* [Exercise text]
Medtronic (NYSE:MDT) narrowed its annual earnings forecast for the fiscal 2025 year but raised the organic revenue growth outlook. The company’s shares rose nearly 1% in premarket trading Tuesday.
For the fiscal Q2, the medical device maker posted adjusted earnings per share (EPS) of $1.26, just above the consensus estimate of $1.25. Revenue for the period stood at $8.4 billion, exceeding analyst expectations of $8.28 billion.
Looking ahead, Medtronic updated its full-year fiscal 2025 guidance, narrowing its adjusted EPS outlook to a range of $5.44 to $5.50, compared to the prior range of $5.42 to $5.50 and the consensus estimate of $5.45.
The company also adjusted its organic revenue growth forecast, now expecting a range of 4.75% to 5%, up from the earlier estimate of 4.5% to 5%.

* [Provided material]
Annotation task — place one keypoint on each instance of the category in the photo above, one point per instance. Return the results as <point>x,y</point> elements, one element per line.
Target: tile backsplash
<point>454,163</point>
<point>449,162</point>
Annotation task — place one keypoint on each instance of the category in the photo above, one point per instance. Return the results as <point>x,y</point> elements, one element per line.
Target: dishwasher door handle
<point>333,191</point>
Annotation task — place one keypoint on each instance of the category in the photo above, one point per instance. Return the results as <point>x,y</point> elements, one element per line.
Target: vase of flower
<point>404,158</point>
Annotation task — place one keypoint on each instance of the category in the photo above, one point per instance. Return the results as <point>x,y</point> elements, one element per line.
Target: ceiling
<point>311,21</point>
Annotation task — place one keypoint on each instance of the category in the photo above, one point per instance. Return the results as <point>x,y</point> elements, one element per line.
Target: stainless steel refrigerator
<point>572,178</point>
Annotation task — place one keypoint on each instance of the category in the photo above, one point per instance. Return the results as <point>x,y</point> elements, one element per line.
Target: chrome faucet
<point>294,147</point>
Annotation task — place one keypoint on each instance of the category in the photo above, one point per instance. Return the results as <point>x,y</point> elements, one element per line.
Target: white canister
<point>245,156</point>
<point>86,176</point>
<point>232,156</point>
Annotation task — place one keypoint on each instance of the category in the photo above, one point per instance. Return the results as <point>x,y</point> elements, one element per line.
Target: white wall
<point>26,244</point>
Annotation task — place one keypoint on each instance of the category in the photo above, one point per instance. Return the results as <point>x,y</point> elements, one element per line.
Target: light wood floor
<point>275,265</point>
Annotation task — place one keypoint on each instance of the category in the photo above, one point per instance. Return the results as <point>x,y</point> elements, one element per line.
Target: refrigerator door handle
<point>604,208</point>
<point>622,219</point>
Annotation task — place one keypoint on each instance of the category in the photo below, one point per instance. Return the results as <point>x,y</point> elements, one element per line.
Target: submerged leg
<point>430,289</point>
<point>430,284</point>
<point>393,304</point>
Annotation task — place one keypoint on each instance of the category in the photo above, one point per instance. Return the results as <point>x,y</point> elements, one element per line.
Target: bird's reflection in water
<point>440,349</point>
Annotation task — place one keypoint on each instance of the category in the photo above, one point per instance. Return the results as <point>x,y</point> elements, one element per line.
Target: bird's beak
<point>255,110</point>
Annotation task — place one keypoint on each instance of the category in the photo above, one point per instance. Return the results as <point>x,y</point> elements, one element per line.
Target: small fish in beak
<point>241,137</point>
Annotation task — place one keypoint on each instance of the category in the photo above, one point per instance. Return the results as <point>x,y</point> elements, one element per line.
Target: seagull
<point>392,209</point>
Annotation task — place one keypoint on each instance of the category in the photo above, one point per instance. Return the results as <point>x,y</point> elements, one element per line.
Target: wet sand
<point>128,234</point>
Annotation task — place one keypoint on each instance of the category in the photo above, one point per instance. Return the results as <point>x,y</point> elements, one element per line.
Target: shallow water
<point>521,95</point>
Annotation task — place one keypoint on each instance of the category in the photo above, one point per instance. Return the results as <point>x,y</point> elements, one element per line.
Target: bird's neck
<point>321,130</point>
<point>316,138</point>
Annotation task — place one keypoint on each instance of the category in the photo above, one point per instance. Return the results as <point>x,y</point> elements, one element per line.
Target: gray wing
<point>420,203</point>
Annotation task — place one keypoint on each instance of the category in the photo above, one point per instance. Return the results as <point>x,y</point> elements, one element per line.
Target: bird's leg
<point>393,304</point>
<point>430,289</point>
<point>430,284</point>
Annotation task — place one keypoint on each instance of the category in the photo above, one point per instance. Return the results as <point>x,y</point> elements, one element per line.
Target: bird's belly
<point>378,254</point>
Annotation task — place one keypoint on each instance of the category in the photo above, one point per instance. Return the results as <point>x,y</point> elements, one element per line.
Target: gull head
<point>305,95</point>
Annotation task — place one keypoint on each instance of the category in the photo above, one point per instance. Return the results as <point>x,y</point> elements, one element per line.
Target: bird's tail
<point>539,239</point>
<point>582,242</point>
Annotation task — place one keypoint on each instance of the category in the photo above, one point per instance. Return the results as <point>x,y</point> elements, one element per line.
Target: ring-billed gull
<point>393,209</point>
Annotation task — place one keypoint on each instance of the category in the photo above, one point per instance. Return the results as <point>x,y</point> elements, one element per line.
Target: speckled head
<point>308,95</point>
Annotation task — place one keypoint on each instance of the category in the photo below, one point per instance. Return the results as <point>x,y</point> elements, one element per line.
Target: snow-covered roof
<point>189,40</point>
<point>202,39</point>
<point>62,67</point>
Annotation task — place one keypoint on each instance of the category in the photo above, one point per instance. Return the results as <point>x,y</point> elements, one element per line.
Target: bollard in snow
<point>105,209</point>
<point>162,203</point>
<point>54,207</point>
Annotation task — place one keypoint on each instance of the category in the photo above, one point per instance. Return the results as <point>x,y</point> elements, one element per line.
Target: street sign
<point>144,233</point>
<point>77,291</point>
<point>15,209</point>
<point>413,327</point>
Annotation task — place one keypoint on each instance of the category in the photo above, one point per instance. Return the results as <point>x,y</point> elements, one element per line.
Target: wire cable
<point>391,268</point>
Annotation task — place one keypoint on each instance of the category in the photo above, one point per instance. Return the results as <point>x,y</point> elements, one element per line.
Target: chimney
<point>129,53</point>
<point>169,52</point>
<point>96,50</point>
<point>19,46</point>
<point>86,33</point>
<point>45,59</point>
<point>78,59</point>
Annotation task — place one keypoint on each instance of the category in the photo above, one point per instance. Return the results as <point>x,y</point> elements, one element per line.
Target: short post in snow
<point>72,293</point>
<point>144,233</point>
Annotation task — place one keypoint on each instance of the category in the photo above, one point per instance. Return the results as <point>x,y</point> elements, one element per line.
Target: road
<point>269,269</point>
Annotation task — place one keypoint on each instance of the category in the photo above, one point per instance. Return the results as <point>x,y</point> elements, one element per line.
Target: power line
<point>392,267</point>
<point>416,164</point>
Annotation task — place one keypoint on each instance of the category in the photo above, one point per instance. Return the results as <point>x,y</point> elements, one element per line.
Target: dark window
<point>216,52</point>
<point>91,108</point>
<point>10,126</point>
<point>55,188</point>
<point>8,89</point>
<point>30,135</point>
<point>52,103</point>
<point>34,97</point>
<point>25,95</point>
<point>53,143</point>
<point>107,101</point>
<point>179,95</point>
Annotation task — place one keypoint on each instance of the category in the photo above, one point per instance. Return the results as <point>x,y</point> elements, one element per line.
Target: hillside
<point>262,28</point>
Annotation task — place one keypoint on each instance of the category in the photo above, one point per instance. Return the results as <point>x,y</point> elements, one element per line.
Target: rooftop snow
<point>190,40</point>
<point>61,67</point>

* [Exercise 1] Duplicate the stretch of the Medtronic earnings report from "Medtronic (NYSE:MDT) narrowed" through "premarket trading Tuesday.", changing nothing.
* [Exercise 2] Pick up the Medtronic earnings report after its final sentence and continue it.

* [Expected output 1]
Medtronic (NYSE:MDT) narrowed its annual earnings forecast for the fiscal 2025 year but raised the organic revenue growth outlook. The company’s shares rose nearly 1% in premarket trading Tuesday.

* [Expected output 2]
"Our momentum is building as we keep executing on our commitments, delivering yet another consecutive quarter of strong results that came in ahead of expectations," said Geoff Martha, Medtronic chairman and CEO.
"Innovation matters, and innovation is really driving our growth today. As we look ahead, we're confident that this diversified growth will keep going, especially given the strength of our pipeline in high-impact markets that will allow us to benefit even more patients around the world."